Can you retype only the lines from the one with "tree line, writing" through the final line of the material, exactly as given?
* Begin PROVIDED RECORDS *
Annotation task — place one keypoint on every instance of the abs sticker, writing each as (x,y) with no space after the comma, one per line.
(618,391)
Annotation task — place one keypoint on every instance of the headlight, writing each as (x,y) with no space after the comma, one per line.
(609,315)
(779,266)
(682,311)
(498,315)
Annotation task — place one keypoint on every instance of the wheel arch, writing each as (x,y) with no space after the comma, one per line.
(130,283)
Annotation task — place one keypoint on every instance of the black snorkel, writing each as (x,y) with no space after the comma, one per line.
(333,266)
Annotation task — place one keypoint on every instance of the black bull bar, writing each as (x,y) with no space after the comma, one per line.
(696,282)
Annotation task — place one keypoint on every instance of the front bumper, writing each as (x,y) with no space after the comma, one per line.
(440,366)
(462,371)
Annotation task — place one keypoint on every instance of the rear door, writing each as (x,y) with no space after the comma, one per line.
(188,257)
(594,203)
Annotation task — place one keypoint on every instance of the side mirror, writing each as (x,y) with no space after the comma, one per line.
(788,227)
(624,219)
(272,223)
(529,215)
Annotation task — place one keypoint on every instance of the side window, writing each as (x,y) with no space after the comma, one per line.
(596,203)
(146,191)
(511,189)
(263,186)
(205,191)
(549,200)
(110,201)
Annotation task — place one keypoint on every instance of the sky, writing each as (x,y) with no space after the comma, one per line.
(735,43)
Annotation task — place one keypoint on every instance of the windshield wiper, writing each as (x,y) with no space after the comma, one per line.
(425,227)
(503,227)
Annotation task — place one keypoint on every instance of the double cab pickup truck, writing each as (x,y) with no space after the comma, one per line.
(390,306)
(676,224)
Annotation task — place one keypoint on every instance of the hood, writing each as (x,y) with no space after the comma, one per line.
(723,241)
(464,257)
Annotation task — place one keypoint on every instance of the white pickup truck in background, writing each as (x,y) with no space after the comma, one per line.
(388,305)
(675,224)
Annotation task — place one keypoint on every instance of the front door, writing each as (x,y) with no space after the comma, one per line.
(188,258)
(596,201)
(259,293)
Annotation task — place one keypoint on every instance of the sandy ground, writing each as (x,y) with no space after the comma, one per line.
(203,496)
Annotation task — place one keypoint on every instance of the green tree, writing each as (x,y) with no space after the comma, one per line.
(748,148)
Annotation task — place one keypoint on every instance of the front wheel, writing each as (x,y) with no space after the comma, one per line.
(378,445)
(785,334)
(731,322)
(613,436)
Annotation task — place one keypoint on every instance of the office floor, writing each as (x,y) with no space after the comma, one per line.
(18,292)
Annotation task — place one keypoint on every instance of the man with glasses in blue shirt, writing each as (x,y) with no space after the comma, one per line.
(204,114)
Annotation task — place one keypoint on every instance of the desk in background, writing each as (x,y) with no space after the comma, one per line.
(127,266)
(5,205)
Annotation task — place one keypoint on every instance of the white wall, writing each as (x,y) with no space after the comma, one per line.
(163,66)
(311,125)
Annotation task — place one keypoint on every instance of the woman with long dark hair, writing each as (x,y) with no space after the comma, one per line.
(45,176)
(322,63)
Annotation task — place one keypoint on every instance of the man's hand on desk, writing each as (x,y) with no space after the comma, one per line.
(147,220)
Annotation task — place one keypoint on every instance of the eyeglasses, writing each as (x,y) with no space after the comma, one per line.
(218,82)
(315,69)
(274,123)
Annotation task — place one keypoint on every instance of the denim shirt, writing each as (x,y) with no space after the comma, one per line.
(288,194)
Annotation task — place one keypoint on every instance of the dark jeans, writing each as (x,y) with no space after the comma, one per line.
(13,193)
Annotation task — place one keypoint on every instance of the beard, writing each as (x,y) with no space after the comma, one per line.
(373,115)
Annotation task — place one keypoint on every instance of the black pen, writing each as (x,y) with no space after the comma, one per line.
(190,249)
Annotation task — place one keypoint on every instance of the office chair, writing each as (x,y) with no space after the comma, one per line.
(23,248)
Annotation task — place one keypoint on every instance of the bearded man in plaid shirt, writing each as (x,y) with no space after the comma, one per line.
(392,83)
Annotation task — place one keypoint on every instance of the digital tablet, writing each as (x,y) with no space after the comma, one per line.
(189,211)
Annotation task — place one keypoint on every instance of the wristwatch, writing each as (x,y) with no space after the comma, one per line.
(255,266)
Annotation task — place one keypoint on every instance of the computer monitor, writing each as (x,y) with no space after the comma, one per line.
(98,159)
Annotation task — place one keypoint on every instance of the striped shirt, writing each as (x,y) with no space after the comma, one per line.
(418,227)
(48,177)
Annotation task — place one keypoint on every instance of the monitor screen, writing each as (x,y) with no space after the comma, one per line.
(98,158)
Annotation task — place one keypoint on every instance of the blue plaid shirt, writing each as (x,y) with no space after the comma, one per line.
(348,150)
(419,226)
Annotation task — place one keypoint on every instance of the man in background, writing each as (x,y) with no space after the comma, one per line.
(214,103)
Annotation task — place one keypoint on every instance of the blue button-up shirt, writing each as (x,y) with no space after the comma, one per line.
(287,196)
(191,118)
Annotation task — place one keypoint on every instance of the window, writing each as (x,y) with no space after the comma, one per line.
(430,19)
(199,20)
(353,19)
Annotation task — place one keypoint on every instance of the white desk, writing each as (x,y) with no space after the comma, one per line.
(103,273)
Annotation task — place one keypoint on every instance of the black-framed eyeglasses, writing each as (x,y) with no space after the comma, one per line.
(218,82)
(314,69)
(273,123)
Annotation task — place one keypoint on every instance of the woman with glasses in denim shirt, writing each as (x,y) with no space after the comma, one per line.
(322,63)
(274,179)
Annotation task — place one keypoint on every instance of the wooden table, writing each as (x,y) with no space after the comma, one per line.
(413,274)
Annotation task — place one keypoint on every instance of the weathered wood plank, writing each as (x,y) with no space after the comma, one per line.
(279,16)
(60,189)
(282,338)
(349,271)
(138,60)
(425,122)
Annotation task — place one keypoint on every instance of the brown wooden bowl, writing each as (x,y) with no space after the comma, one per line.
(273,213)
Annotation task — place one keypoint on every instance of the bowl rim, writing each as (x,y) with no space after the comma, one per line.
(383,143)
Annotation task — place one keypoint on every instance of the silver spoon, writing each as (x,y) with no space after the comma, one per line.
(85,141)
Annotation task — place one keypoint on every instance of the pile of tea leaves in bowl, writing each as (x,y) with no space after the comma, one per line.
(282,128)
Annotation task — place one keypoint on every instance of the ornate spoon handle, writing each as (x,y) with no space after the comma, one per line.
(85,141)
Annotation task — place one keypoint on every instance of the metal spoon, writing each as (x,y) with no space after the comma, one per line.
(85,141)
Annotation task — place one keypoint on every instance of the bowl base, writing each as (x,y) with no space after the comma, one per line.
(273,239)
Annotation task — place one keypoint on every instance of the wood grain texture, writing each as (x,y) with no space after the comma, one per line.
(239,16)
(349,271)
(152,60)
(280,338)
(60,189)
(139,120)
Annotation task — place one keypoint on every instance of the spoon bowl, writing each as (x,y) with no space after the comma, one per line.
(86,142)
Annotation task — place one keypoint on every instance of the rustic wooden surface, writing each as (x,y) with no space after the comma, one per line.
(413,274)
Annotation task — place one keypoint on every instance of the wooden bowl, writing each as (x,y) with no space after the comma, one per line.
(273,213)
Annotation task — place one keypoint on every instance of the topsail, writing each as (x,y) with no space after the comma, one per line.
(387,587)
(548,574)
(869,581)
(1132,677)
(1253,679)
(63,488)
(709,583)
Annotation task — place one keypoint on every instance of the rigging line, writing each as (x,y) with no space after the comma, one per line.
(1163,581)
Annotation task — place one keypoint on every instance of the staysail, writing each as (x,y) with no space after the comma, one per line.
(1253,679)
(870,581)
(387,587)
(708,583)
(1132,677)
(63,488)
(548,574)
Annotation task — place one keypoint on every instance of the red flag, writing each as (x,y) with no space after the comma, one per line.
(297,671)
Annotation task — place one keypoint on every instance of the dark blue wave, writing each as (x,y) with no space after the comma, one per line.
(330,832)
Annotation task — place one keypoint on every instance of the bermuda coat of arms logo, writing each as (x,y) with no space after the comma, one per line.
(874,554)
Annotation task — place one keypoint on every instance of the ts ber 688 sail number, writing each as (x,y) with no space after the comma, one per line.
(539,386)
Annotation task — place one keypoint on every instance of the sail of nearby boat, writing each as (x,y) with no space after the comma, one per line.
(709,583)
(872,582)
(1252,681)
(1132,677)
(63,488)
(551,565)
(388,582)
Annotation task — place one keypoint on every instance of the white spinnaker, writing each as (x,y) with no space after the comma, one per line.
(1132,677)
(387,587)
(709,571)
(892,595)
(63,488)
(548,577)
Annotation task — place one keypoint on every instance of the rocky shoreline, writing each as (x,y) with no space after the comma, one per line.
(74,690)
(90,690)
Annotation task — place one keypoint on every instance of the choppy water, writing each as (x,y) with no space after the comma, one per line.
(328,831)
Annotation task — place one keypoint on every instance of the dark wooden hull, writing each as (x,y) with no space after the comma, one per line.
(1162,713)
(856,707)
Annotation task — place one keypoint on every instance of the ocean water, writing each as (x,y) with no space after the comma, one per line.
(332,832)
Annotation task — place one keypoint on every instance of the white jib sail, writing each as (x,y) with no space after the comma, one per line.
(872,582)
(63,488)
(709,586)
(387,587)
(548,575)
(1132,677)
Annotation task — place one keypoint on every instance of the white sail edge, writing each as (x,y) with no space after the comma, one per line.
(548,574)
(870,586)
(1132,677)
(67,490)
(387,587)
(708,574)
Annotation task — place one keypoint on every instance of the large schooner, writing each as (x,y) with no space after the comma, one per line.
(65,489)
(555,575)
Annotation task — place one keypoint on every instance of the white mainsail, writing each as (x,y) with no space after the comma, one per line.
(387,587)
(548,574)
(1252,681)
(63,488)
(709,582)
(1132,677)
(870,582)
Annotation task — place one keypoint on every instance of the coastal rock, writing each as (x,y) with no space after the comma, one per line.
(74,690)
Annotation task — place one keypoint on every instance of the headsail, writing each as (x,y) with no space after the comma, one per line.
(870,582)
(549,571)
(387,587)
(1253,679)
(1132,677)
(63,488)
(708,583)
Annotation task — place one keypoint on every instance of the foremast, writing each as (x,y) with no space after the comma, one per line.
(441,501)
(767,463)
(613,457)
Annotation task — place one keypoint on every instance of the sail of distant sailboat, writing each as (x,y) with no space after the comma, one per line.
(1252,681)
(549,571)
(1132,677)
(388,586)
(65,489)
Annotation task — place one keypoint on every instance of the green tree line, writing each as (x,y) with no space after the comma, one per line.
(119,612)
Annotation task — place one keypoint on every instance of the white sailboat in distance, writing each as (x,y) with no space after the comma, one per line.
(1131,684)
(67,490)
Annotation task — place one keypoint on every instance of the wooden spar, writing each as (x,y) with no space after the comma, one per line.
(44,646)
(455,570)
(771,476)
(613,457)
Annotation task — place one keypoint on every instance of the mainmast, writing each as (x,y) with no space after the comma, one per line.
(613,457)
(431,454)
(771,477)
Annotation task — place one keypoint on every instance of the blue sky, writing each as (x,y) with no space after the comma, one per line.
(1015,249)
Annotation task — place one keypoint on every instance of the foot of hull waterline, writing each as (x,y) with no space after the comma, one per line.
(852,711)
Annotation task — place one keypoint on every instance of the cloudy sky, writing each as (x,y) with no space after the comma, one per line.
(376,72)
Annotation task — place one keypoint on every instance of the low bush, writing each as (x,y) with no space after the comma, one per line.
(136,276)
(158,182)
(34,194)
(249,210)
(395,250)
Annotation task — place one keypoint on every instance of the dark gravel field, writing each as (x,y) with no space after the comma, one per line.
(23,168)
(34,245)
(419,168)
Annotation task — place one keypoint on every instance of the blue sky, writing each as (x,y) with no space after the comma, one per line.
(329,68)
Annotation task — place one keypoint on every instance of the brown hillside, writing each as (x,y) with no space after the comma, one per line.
* End PROVIDED RECORDS *
**SOLUTION BELOW**
Annotation task — place one keypoint on every instance of the green tree line, writing each as (x,y) with no space after the comma, one per line.
(119,612)
Annotation task — place one keypoint on every instance of the white sailboat in distance, writing each as (x,y) with no space after the comma, one per line.
(1131,684)
(67,490)
Annotation task — place one keypoint on every instance of the wooden spar, writing each as (x,y) with no space after the comma, one per line.
(44,646)
(455,570)
(771,476)
(613,457)
Annotation task — place one keypoint on every instance of the mainmast, writing each as (x,y) with no space after the comma, one per line.
(613,457)
(431,454)
(771,477)
Annotation task — place one keypoint on every instance of the blue sky, writing each as (x,y) with no space after the comma, one per line.
(1015,249)
Annotation task — place one keypoint on every instance of the foot of hull waterline, writing each as (x,y) with no space after the comma, one per line.
(852,711)
Annotation task — place one keypoint on every instance of the cloudy sky, writing each as (x,y) with no space after the comma, one per line.
(376,72)
Annotation task — place one keypoint on every instance of the low bush, writing each as (x,y) with no space after the comma, one per line.
(136,276)
(158,182)
(34,194)
(249,210)
(395,250)
Annotation task — place one keypoint on every instance of the dark gravel field, writing each as (x,y) with no space after the comma, one per line.
(23,168)
(34,245)
(419,168)
Annotation task — place one keypoint on every instance of the blue sky, writing each as (x,y) with no space after the comma, one per line.
(329,68)
Annotation task — place one keypoint on every instance of the brown hillside, writing each as (x,y) with no space after the comma, one per line.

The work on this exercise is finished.